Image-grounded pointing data
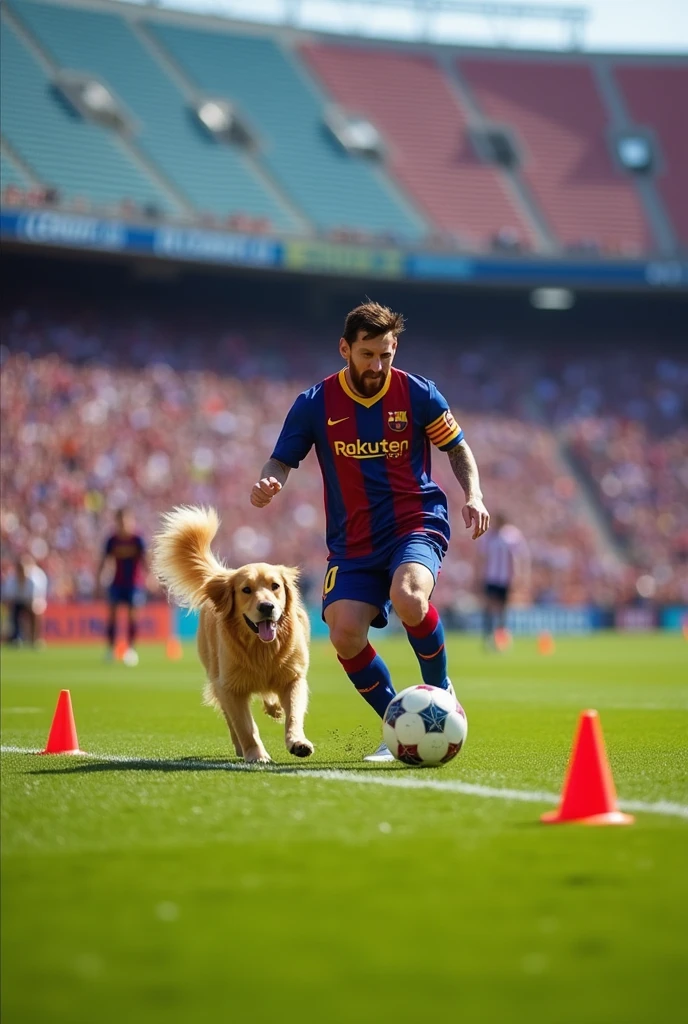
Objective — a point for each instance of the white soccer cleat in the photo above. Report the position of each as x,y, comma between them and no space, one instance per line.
382,754
130,657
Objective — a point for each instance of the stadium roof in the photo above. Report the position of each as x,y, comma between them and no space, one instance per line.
548,25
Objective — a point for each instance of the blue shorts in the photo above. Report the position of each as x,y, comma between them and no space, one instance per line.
119,594
369,581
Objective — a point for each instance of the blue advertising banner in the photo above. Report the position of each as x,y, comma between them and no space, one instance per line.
73,230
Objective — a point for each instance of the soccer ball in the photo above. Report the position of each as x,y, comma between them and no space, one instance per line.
424,725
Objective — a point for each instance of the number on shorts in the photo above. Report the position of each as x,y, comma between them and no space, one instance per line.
330,579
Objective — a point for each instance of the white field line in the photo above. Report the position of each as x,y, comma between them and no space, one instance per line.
397,780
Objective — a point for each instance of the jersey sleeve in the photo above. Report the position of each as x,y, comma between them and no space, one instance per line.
441,427
296,437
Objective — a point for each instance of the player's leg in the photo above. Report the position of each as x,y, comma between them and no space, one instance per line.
130,656
488,617
502,608
412,587
349,622
111,628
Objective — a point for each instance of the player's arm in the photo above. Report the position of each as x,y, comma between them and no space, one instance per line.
445,434
293,444
465,468
272,478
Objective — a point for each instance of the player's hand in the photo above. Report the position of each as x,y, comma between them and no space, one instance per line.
476,515
263,492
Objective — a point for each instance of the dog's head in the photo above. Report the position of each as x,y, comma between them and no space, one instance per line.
256,597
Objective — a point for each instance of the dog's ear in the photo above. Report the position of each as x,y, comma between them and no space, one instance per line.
290,576
220,592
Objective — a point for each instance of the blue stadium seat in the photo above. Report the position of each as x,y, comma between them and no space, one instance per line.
79,158
281,102
10,174
212,177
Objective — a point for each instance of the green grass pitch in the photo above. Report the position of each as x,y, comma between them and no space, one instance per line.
181,892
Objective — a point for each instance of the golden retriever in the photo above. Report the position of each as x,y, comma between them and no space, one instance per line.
253,630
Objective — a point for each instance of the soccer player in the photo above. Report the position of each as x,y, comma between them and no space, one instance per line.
387,522
25,594
127,551
505,554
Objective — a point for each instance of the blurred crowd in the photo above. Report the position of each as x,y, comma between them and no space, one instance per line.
587,455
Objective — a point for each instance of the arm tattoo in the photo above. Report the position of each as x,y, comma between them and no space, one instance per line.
465,469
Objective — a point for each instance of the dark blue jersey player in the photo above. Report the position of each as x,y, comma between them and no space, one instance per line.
373,428
126,551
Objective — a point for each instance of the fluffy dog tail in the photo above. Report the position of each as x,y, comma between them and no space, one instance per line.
181,556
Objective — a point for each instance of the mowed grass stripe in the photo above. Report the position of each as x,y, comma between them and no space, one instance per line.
663,807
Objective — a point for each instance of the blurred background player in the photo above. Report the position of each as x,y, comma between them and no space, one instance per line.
506,557
126,550
25,596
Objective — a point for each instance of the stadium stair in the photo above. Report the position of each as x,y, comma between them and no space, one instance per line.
431,157
79,158
11,172
512,177
204,175
557,114
656,97
644,183
334,189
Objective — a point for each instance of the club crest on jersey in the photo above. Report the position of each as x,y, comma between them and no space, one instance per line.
397,421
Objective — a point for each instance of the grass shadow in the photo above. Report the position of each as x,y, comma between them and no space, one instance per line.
210,764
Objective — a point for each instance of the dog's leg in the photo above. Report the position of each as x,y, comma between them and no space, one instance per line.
237,710
234,737
295,700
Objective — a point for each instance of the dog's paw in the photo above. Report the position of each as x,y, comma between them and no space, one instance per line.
302,749
274,710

■ **ASSIGNED TASK**
Take each line from the records and copy it unchanged, leaving images out.

■ **RESULT FOR THIS TASK**
Objective — a point for each instance of the white soccer cleat in the photo above. Report the position of each as x,y, comma between them and no space, one instance per line.
382,754
130,657
Objective — a point for each instance of the stadium roof in the photo above. Report the position of each as x,y, comma between them and no space, one instance per line.
548,25
Objective — a point for each instance of the blue shorts in the photo above. Report the position of each as x,y, comma between them and no space, one instance per line.
119,594
369,581
Objective — a point for each instance of the blue advertising banner in the photo above. Report the position of each as x,y, comma between them and no space, one instance per line.
73,230
Objective — a point for each instance of the soccer ball in the photo above. Report the position of each as x,y, comma between them and no space, one instance per line.
424,725
Objective — a point for each instance of the number on shorts in the photo above. Report the position of each as x,y, comma between them and no space, one instance per line.
330,579
Objective — a point for each instance of the white field line in the photo above. Report the position of each as x,y, comma between them and no space, one instance per line.
397,780
Objective — a point for each instance of the jersey sleeve in the photo above. Report the position of each as x,y, comma between them and no space, one instance per line.
441,427
296,437
Objective — a point for each instance of the player's leg in the photo above. Report the position of each as x,y, comma between them and no space, one instance per line.
130,656
488,617
502,608
412,587
349,622
111,628
Objective — a point for each instance of the player's arm in the photo above. Report the position of each as x,y, comma between them and no space, one instance per line.
445,434
293,444
465,468
272,478
Objective — a point for each instance of the player's hand in the photo above. Report the position of each as x,y, comma between them and no space, one instance per line.
476,515
263,492
Objective — a point for each instance of the dog's head in the photo above. Report the position of each as x,y, comma between them and no space, one instance per line.
256,597
Objective — a point for each instance of the dog's ear in the photo above. Report the position of each as x,y, comma between them and no space, one instance per line.
290,576
220,592
Objective — a point for each instance of the blue stadium seat in the photo above. Report the position of each as x,y, comma between them and no space, one instance per line.
79,158
281,102
10,174
212,177
Objective — a point for each instance of the green grass pitch in the photo above. Report the position of each as x,y, comma between them and no space, one instance per line.
181,892
Objective — a point for each instance of the golden retriever in the photo above. Report the position of each as x,y, comma between them and no space, one instance per line.
253,630
Objective — a point for each instance of the soccer player in the photo above. Report the position of each as x,y, comma between them and no space, one instance per line.
387,522
25,594
127,551
505,554
Objective — a point for each instance of the blurred crowd in the photo above. Report the position of each as x,y, comma between them and no space, one instance per line.
587,455
Objective — a point for each instance of the arm tattoo in the photo above. Report the position of each as x,y, comma between them and no space, one instance per line.
465,469
Objective — a point for each instance of the dark blue jersey player in the photo above. Report the position of each as x,y, comma between them and no space, one instance per line.
373,428
126,551
Objective — a point for each instance of the fluffy dog tail in the photo above. Report the position of each as x,y, comma between them and no space, one instance per line.
181,556
Objective — a point for each instance of the mowed grass stripe in the photo above. Report the position of each as x,y, comma between them and no space, one instance per line.
663,807
Objective — a point for each instance of the blurred background player in the photo above. Report the position of each as x,y, comma between them and no space, one instance per line.
506,557
126,550
25,596
Objective — a point for each instance of the stadium stair in the photo above. Report the position of each as x,y, comma between them and no space, one instance per line.
431,157
79,158
11,172
512,177
204,175
557,114
656,97
644,183
334,189
Objective — a point for each instance of the club crest on jersey in the photo above. Report the position of each as x,y, comma between them and no space, one instance per line.
397,421
Objective — a point for each instance of the grass shadow in the photo above. Report the position of each as x,y, comma between them and no space, one instance per line.
210,764
Objective — a point for each instance of the dog's leg in the photo above. Report the position of each as x,y, comma between them and no space, one instance per line.
237,710
234,737
295,700
Objective — a point for each instance of the dog's paw in the photo above. Report the position of each as x,y, comma between them and no space, one instance per line.
302,749
274,710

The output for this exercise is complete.